Photo-based point labeling data:
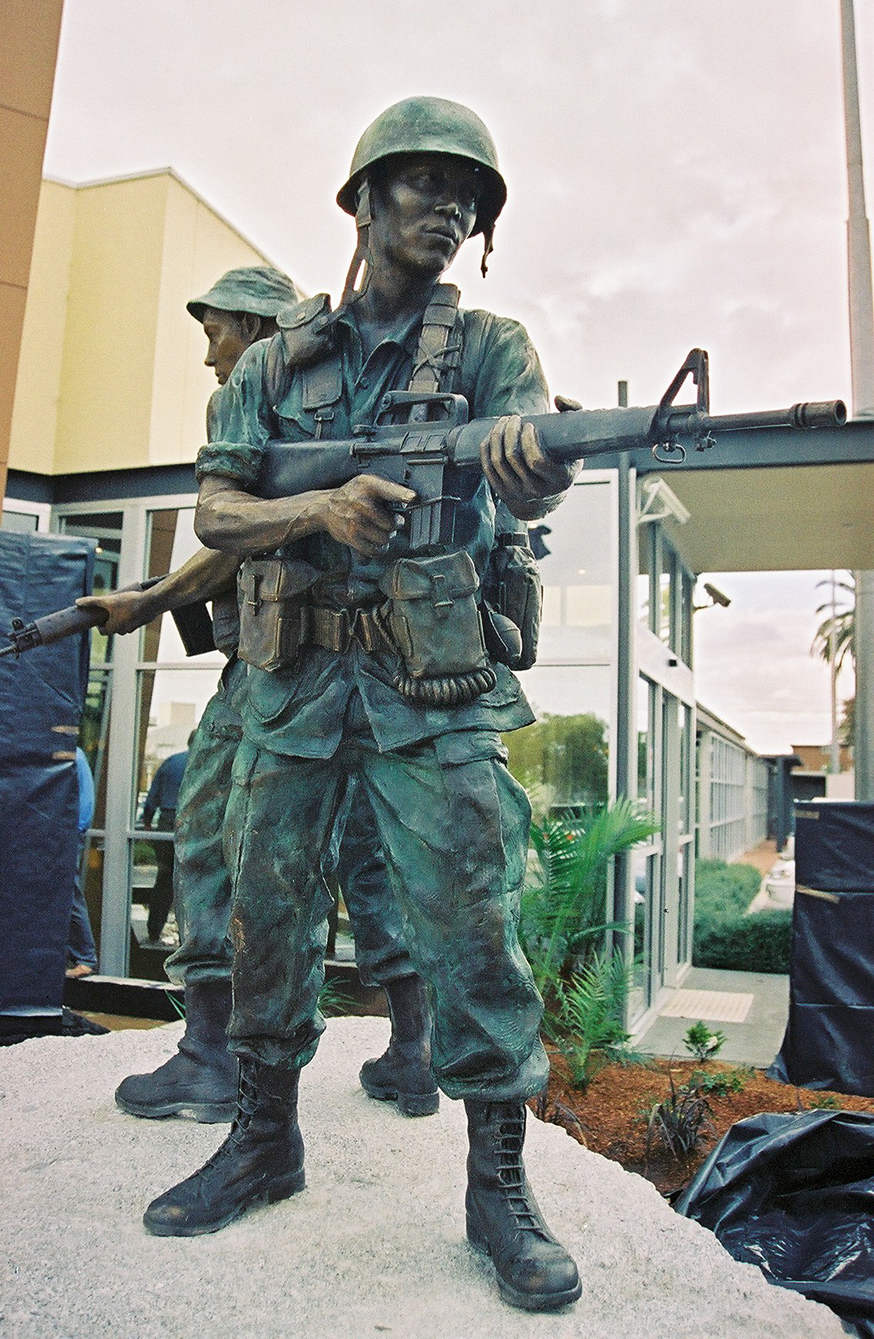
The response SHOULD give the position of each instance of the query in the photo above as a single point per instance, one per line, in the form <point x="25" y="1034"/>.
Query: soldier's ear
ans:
<point x="250" y="326"/>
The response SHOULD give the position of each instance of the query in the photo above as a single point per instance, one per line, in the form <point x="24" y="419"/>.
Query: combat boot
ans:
<point x="261" y="1160"/>
<point x="403" y="1073"/>
<point x="201" y="1077"/>
<point x="533" y="1270"/>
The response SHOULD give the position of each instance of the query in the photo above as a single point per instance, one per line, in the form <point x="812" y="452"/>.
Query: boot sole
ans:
<point x="408" y="1104"/>
<point x="281" y="1189"/>
<point x="523" y="1300"/>
<point x="208" y="1113"/>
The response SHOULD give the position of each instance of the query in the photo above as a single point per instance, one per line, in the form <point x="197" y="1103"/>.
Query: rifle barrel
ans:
<point x="806" y="415"/>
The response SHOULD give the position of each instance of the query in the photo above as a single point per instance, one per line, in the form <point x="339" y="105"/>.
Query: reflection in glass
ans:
<point x="644" y="742"/>
<point x="18" y="522"/>
<point x="645" y="565"/>
<point x="171" y="541"/>
<point x="562" y="759"/>
<point x="665" y="600"/>
<point x="576" y="560"/>
<point x="106" y="528"/>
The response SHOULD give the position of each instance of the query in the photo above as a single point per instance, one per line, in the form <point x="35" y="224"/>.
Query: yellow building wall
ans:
<point x="38" y="387"/>
<point x="111" y="371"/>
<point x="198" y="248"/>
<point x="28" y="51"/>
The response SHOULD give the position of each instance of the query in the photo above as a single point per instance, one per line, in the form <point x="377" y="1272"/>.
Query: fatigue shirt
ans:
<point x="300" y="711"/>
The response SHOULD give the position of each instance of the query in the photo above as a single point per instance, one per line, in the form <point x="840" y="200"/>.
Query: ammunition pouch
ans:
<point x="513" y="589"/>
<point x="273" y="611"/>
<point x="434" y="621"/>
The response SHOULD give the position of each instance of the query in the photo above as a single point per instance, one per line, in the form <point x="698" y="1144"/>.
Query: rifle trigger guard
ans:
<point x="672" y="453"/>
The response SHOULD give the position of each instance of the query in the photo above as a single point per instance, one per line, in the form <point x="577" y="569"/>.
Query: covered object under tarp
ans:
<point x="827" y="1042"/>
<point x="42" y="695"/>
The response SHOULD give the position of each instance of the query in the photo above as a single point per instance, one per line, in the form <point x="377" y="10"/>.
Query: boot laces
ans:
<point x="246" y="1104"/>
<point x="510" y="1170"/>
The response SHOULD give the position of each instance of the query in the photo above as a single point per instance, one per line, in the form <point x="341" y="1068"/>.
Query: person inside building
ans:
<point x="351" y="698"/>
<point x="82" y="955"/>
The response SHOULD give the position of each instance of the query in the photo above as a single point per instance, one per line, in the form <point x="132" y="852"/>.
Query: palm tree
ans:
<point x="835" y="635"/>
<point x="841" y="617"/>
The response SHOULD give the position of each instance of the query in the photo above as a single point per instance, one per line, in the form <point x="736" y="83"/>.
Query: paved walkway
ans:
<point x="750" y="1008"/>
<point x="755" y="1041"/>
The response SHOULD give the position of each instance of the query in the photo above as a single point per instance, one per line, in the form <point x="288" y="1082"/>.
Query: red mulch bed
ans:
<point x="606" y="1117"/>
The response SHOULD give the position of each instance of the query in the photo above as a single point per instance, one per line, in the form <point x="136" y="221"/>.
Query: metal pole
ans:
<point x="862" y="366"/>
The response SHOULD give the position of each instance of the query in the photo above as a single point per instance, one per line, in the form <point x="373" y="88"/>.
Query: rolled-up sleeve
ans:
<point x="502" y="367"/>
<point x="238" y="422"/>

## WHAT YOU SHOULD DO
Pull out every line of the data above that contains the string "building", and copy each one in full.

## WRITTEN ANSWER
Query: yellow building wall
Query: person inside building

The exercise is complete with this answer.